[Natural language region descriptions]
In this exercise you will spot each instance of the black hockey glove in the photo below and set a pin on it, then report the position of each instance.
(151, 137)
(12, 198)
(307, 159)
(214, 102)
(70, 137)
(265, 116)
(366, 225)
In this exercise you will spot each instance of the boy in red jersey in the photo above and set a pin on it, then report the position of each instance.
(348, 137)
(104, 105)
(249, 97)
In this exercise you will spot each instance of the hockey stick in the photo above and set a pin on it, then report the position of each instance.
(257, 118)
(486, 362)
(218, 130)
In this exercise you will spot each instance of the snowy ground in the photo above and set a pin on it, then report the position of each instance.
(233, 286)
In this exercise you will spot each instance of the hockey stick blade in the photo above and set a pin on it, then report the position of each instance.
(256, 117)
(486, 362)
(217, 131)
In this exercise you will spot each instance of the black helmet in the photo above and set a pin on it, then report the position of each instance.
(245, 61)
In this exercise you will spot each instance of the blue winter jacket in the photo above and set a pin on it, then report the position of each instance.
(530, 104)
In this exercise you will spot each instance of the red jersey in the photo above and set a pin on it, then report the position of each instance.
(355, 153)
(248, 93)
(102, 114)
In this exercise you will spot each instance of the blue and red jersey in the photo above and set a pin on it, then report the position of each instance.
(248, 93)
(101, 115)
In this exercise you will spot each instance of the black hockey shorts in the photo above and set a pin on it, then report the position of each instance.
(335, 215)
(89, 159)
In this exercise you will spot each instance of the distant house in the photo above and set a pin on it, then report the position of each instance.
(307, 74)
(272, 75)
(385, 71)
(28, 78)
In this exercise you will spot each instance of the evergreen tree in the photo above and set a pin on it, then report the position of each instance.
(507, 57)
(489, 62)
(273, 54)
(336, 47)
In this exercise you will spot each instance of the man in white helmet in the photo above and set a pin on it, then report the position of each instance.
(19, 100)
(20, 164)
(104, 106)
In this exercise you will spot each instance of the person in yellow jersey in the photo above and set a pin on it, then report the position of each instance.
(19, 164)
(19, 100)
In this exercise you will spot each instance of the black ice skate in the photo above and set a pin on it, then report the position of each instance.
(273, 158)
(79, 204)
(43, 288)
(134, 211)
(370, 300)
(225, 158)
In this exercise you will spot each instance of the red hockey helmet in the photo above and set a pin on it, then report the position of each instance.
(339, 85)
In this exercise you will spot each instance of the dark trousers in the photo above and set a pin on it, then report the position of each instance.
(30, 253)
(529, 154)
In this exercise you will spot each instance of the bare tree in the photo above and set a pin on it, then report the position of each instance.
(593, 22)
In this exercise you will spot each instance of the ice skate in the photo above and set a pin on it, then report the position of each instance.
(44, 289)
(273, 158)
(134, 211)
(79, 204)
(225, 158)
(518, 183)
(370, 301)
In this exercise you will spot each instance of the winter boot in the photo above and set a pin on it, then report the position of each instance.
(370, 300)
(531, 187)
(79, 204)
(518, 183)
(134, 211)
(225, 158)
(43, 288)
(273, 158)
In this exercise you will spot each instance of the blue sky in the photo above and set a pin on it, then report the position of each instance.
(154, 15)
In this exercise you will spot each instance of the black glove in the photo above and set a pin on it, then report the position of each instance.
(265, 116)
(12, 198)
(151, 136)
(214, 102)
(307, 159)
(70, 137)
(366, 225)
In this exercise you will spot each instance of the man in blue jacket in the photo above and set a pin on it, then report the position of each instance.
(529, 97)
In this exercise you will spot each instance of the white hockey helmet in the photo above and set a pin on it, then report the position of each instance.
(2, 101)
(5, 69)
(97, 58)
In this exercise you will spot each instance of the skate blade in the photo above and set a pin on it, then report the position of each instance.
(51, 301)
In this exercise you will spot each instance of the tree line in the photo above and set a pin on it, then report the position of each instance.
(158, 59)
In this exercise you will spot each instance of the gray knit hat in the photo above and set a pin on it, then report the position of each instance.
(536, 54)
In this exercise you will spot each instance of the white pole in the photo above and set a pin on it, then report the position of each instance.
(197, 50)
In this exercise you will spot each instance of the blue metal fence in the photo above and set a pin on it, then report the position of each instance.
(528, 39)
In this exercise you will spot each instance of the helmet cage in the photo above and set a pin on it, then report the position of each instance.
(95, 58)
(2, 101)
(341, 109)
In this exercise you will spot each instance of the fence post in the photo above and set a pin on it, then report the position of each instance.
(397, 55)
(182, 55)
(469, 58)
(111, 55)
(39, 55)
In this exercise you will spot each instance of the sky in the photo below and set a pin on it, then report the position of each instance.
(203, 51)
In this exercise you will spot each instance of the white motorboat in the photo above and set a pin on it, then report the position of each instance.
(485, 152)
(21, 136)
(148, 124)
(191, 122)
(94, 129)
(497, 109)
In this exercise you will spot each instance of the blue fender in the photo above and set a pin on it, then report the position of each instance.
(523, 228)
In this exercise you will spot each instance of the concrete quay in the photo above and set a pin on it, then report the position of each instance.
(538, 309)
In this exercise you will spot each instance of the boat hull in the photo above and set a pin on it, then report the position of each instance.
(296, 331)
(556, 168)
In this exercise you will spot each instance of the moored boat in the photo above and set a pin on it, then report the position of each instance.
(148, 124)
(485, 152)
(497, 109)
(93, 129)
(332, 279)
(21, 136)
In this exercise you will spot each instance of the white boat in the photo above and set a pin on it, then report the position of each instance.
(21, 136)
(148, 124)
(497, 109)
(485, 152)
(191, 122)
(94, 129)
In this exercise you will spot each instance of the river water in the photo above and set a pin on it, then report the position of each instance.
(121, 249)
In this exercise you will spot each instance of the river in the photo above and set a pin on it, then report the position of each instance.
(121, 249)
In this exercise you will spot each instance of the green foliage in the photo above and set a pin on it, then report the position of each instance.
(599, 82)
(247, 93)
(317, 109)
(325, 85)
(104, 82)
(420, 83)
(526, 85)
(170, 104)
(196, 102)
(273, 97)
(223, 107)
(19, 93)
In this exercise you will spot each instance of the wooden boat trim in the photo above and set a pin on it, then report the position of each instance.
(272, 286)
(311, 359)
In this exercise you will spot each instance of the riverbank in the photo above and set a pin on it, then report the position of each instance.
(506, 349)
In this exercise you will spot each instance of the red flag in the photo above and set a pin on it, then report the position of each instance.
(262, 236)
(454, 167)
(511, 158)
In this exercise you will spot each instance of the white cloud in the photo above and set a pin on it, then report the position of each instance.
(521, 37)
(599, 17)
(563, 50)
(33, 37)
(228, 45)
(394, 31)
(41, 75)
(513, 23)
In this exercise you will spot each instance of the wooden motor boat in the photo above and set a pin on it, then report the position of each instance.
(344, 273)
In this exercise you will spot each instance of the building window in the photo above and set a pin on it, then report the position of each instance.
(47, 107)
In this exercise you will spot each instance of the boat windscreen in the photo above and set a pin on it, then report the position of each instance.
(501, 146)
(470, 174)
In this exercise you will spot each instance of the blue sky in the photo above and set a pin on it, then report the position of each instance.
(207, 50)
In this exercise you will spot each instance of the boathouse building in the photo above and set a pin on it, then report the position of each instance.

* Problem statement
All the entries should be written out again precisely.

* Task result
In this exercise you will spot each instance of the black hockey glove in the photo below and set a pin on it, then report the position of each instance.
(151, 137)
(12, 198)
(307, 159)
(214, 102)
(70, 137)
(265, 116)
(366, 225)
In this exercise you will spot each instance of the boy in red jersey in the photo above and set a pin on it, then report the position of each instance.
(348, 137)
(104, 105)
(249, 97)
In this exercise you will spot each instance of the hockey stick in the photo above and set a pin on it, then report the position of each instance.
(257, 118)
(486, 362)
(218, 130)
In this exercise you will spot each instance of the snowy ground in the photo above and set a pin on it, then report the position of each instance.
(233, 286)
In this exercise you will spot each instance of the hockey stick blade in the photo above and set a pin on it, then report the position of each instance.
(256, 117)
(486, 362)
(217, 131)
In this exercise you will spot each instance of the black helmet in the photo above and set a pin on it, then report the position of each instance.
(245, 61)
In this exercise you will spot each instance of the blue winter jacket in the photo above and set a pin on it, then report the position of each instance.
(530, 104)
In this exercise you will spot each instance of the red jersey in the photo above and set a pin on it, then report the position of each instance.
(355, 153)
(248, 93)
(102, 114)
In this exercise you will spot each instance of the blue and red jersey in the photo above and set a pin on it, then report the position of each instance.
(248, 93)
(101, 115)
In this exercise you will spot each instance of the black hockey shorts in the photo above and set a pin on it, then report the position of each instance.
(335, 215)
(89, 159)
In this exercise you will spot each instance of the distant house in the photo above and set a pin on it, then report the position of each instance.
(307, 74)
(272, 75)
(385, 71)
(28, 78)
In this exercise you will spot each instance of the evergreen tree in the photo above and set a pin on it, then report the position of each instance.
(507, 57)
(489, 62)
(273, 54)
(336, 47)
In this exercise you will spot each instance of the man in white helmet in the photo above and set a pin on it, then report the position of each instance.
(19, 100)
(20, 164)
(104, 106)
In this exercise you will spot each instance of the person in yellow jersey in the photo above and set a pin on it, then report the position of each instance.
(19, 164)
(19, 100)
In this exercise you will spot each instance of the black ice skate in the photo above and set a pin on it, then report the position of each instance.
(273, 158)
(79, 204)
(43, 288)
(134, 211)
(370, 300)
(225, 158)
In this exercise you will spot each instance of the red hockey helmet in the photo above and set a pin on it, then report the position of each instance.
(339, 85)
In this exercise you will spot each instance of the dark trousers in the photo above and set a pin on it, then report the position of each instance.
(30, 253)
(529, 154)
In this exercise you will spot each instance of the bare tree in the photo above and set a pin on it, then report the position of each instance.
(593, 22)
In this exercise you will spot each instance of the ice skate in the photo above and set a pin on it, then report the position of each instance.
(44, 289)
(273, 158)
(134, 211)
(79, 204)
(225, 158)
(518, 183)
(370, 301)
In this exercise you will spot each instance of the winter boot in the photo above and set a pin on it, then report the position of each instance.
(370, 300)
(531, 187)
(79, 204)
(518, 183)
(134, 211)
(225, 158)
(43, 288)
(273, 158)
In this exercise you will spot each instance of the blue sky in the photo above and set a pin on it, then report the position of each instance.
(154, 15)
In this exercise you will spot each instance of the black glove in the photo above and set a pin on it, then report the position of each instance.
(265, 116)
(12, 198)
(151, 136)
(214, 102)
(307, 159)
(70, 137)
(366, 225)
In this exercise you will spot each instance of the man in blue jacket in the photo above and set a pin on it, then report the position of each instance.
(529, 97)
In this exercise you will spot each instance of the white hockey helmet in the photo above and set a pin on it, then report the position of each instance.
(2, 101)
(5, 69)
(97, 58)
In this exercise you will spot each instance of the skate blade in the photo above and set a pin on it, then report the position of each instance.
(51, 301)
In this exercise you will spot each instance of the tree line in the photo above and set a pin on it, then report the position of each instance.
(158, 59)
In this exercise you will spot each instance of the gray knit hat in the photo above and set a pin on it, then report the position of each instance.
(536, 54)
In this exercise you will spot each instance of the white pole in the photo above and set a pin on it, then report the position of each instance.
(197, 50)
In this exercise you will spot each instance of the blue metal fence in the photo above and set a pin on it, then report the position of each instance.
(528, 39)
In this exercise you will spot each instance of the helmet cage in the photo above and set a pin on it, then report the position of each instance.
(95, 58)
(2, 101)
(341, 109)
In this exercise you will spot each instance of the fence post in the photo above and set a pin on it, then report the position of each instance.
(397, 55)
(182, 55)
(469, 58)
(111, 55)
(39, 55)
In this exercise you will spot each instance of the sky in the photo below and set a pin on it, then report the position of each instance.
(203, 51)
In this exercise you will spot each instance of the white motorboat in the photo above and set a pin on it, then report the position of each instance.
(485, 152)
(21, 136)
(148, 124)
(191, 122)
(94, 129)
(497, 109)
In this exercise you will spot each instance of the blue fender in the photo above and set a pin on it, then report the position of each instance.
(523, 228)
In this exercise you will spot each instance of the concrete quay in the photo above and set a pin on it, then report the position of each instance.
(538, 309)
In this exercise you will spot each instance of the boat hull in the photo above and set a pin on it, then report the position of each instance.
(296, 331)
(556, 168)
In this exercise you will spot each instance of the moored boat in the photo above and set a pin on it, then report the position of each instance.
(148, 124)
(485, 152)
(497, 109)
(93, 129)
(332, 279)
(21, 136)
In this exercise you will spot each instance of the white boat in the photo above and set a pin on it, then report the position of each instance.
(21, 136)
(148, 124)
(497, 109)
(485, 152)
(191, 122)
(94, 129)
In this exercise you will spot each instance of the river water in the photo above and set a pin on it, then report the position of each instance.
(121, 249)
In this exercise you will spot each instance of the river in the photo above and set a pin on it, then report the position of each instance.
(121, 249)
In this exercise you will spot each instance of the green foliage in the photo above and set a pin on it, then report the position of each instance.
(599, 82)
(247, 93)
(317, 109)
(325, 85)
(104, 82)
(420, 83)
(526, 85)
(170, 104)
(196, 102)
(273, 97)
(223, 107)
(19, 93)
In this exercise you will spot each instance of the wooden boat trim in the photo above and set a pin on it, then report the position of each instance.
(272, 286)
(311, 359)
In this exercise you will spot each instance of the riverbank in the photo above and set a pin on it, then report the position of each instance.
(506, 349)
In this exercise you will spot each instance of the red flag in the photo above and set a pin on it, then report the position of each instance.
(262, 236)
(454, 167)
(511, 158)
In this exercise you will spot each instance of the white cloud in the photo above and set a pin on it, then report the position of each instance.
(521, 37)
(599, 17)
(563, 50)
(33, 37)
(228, 45)
(394, 31)
(41, 75)
(513, 23)
In this exercise you will spot each instance of the wooden motor boat in the photo above and set a pin on it, then report the position of each instance.
(344, 273)
In this exercise you will spot each instance of the building window in the photo above and set a pin on it, then report the position of each instance.
(47, 107)
In this exercise you will spot each instance of the boat windscreen in the photo above and set a pin on it, then report the position of each instance.
(501, 146)
(470, 174)
In this exercise you will spot each instance of the blue sky in the photo above and set a pin on it, then report the position of each instance.
(207, 50)
In this exercise you will spot each instance of the boathouse building in the photo above and set a pin on it, then report the position of each instance.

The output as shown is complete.